## [PAGE EXCERPT]
# "The End" of the US Stock Market Boom



## The Edge (18 January 2009)

Saturday 17 January 2009

An interesting article, if not already posted.

http://www.portfolio.com/news-marke...folio/2008/11/11/The-End-of-Wall-Streets-Boom


----------



## basilio (18 January 2009)

*Re: "The End" of US Stock Market Boom*

That  story is devastating...

Basic message is that Wall Street is just a giant con game game run but the most stupid but greedy people in the world solely for their own gain.

And we, the people and the investors are the sheep who get sheared and slaughtered.

But read it your yourself and make your own judgements.

Unfortunately it makes one question the financial basis of most of our current systems - banks, super funds , investment companies which have substantial exposure to the unreal values generated by this false boom


----------



## Pager (18 January 2009)

*Re: "The End" of US Stock Market Boom*



I think the stockmarkets around the world will struggle for along time and not necessarily because of the current problems.

Many people around the globe have been burnt very badly and will not forget what has happened in a hurry, valuations IMO will be very conservative compared to the last few years, dividend yields however will be higher and once this highly volatile period has passed then volatility may go from 1 extreme to the other which wont be good for many traders particualy those with short term time frames.


----------



## CAB SAV (18 January 2009)

*Re: "The End" of US Stock Market Boom*



Pager said:


> I think the stockmarkets around the world will struggle for along time and not necessarily because of the current problems.
> 
> Many people around the globe have been burnt very badly and will not forget what has happened in a hurry, valuations IMO will be very conservative compared to the last few years, dividend yields however will be higher and once this highly volatile period has passed then volatility may go from 1 extreme to the other which wont be good for many traders particualy those with short term time frames.

## [DATA PROVIDED]
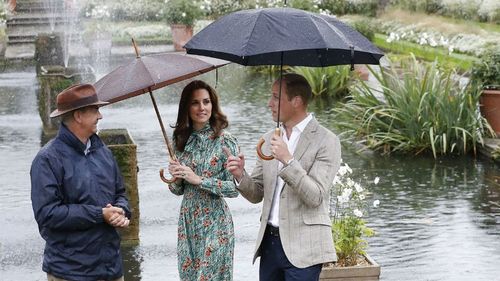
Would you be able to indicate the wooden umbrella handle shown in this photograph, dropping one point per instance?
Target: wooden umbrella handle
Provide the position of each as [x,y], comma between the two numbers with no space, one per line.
[261,155]
[165,180]
[170,149]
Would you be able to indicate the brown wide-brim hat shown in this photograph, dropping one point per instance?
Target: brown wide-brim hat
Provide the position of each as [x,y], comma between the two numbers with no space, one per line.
[75,97]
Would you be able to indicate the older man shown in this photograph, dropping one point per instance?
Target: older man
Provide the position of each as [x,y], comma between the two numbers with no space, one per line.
[295,237]
[77,194]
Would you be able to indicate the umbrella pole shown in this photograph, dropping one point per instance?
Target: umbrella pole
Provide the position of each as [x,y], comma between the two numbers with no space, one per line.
[167,141]
[277,131]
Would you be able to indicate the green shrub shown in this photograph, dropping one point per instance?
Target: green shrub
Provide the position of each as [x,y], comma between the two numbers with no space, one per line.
[181,12]
[486,73]
[418,108]
[123,10]
[365,27]
[334,7]
[342,7]
[217,8]
[306,5]
[426,6]
[330,81]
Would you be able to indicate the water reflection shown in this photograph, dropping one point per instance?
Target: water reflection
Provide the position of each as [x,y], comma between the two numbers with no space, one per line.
[438,219]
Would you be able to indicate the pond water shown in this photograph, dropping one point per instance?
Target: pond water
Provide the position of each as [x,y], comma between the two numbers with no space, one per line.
[437,220]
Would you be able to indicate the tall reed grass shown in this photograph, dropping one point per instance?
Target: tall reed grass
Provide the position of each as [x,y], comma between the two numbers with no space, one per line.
[417,108]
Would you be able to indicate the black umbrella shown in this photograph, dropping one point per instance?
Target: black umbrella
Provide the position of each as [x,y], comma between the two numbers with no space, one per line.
[283,36]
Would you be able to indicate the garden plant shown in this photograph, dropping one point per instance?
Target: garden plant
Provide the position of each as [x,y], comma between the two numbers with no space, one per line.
[348,208]
[418,108]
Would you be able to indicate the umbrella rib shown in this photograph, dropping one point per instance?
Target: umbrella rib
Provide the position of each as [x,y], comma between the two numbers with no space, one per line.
[335,29]
[251,33]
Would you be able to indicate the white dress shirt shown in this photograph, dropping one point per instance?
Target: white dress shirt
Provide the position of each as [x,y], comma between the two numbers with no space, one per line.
[291,144]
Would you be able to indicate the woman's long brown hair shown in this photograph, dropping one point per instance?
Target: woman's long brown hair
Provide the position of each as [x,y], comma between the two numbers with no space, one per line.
[184,124]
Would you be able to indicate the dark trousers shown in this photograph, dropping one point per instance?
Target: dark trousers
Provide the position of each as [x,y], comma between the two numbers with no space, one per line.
[275,266]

## [YOUR TASKS]
A - In the forum thread on the end of the US stock market boom, translate this sentence into Spanish: "And we, the people and the investors are the sheep who get sheared and slaughtered."
B - Write the next part of the forum thread on the end of the US stock market boom, starting right after its final line.

## [TASK-BY-TASK RESULTS]
A - Y nosotros, la gente y los inversores, somos las ovejas a las que esquilan y sacrifican.

B -
Half the problem is too many people have short memories & boom/busts keep repeating. I can't see any benefit by holding long with all the uncertainty, global governments playing the market and all agreeing to spend their way out of this. Until govt,s get out of the market and  we learn to consume less than we produce things will get worse. In a few years time US is going to have to work out how to fund $55 plus trillion for social security/medicare payments. How will the markets react? Who will lend them the money?


----------



## theasxgorilla (18 January 2009)

I thought it was brilliant, thanks.

Can someone confirm if this is real?  I mean, are all the players real?  I haven't had time to research it.


----------



## nomore4s (19 January 2009)

Very good article.

Talk about greed and stupidity.


----------



## theasxgorilla (19 January 2009)

nomore4s said:


> Very good article.
> 
> Talk about greed and stupidity.




And ignorance.  He managed to tie together then entire finance markets time continuum for the last 25 or so years and demonstrate how ignorant everyone has been.


----------



## Sean K (19 January 2009)

Is it the end FOR EVER, or just a part of the overall cycle?


----------



## prawn_86 (19 January 2009)

kennas said:


> Is it the end FOR EVER, or just a part of the overall cycle?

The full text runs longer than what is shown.